# [Texte fourni]
::::::

Ces hommes quʼil a tirés de leur vie ordinaire en Galilée, et
quʼIl a formés pendant sa vie publique, il leur confère maintenant
une nouvelle vie dans lʼEsprit, et la mission de répandre la
Miséricorde. Leur ministère est une nouvelle autorité donnée sur
le monde, comme Adam avait reçu la terre à dominer (Gn 1,28).
Le
chapitre 20 de Jean nous propose deux repères temporels, un matin et
un soir, comme au premier jour de la création : « il y eut un soir,
il y eut un matin, ce fut le premier jour » (Gn 1, 5). Il évoque
aussi un autre commencement, le huitième jour qui représente la fin
des temps et la Parousie. Par ailleurs, deux personnages dominent le
récit, Marie Madeleine et Thomas, un homme et une femme, entourés
dʼun groupe humain qui se constitue. Jean
nous propose donc une vision en raccourci de la nouvelle humanité en
quête de Dieu, qui renaît avec le Christ.
Au matin de Pâques, Dieu recrée le monde et envoie les croyants en
mission ; il les fait progressivement croître dans la foi jusquʼà
la rencontre plénière avec lui. Pour certains commentateurs, Thomas
symbolise lʼhomme arrivé au terme de la foi,
la vision de Dieu ; il incarne aussi le peuple juif qui ne croira
pleinement quʼà la Parousie, en voyant le Messie glorifié.

::::::

Enregistrements de boîtes étiquetées
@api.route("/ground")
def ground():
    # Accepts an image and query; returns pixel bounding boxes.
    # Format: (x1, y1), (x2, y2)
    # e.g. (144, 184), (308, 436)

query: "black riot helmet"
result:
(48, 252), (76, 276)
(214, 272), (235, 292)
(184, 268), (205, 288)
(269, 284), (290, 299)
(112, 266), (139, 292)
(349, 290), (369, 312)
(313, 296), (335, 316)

::::::

# [Objectif de l'exercice]
Résumez le texte fourni en deux phrases.

# [Réponse]
Avec un matin et un soir comme au premier jour de la création, l'évocation du huitième jour et ses deux personnages principaux, Marie Madeleine et Thomas, le chapitre 20 de Jean offre une vision en raccourci de la nouvelle humanité en quête de Dieu qui renaît avec le Christ. Au matin de Pâques, Dieu recrée le monde, envoie les croyants en mission et les fait croître dans la foi jusqu'à la rencontre plénière avec lui, et Thomas symbolise pour certains commentateurs l'homme arrivé au terme de la foi.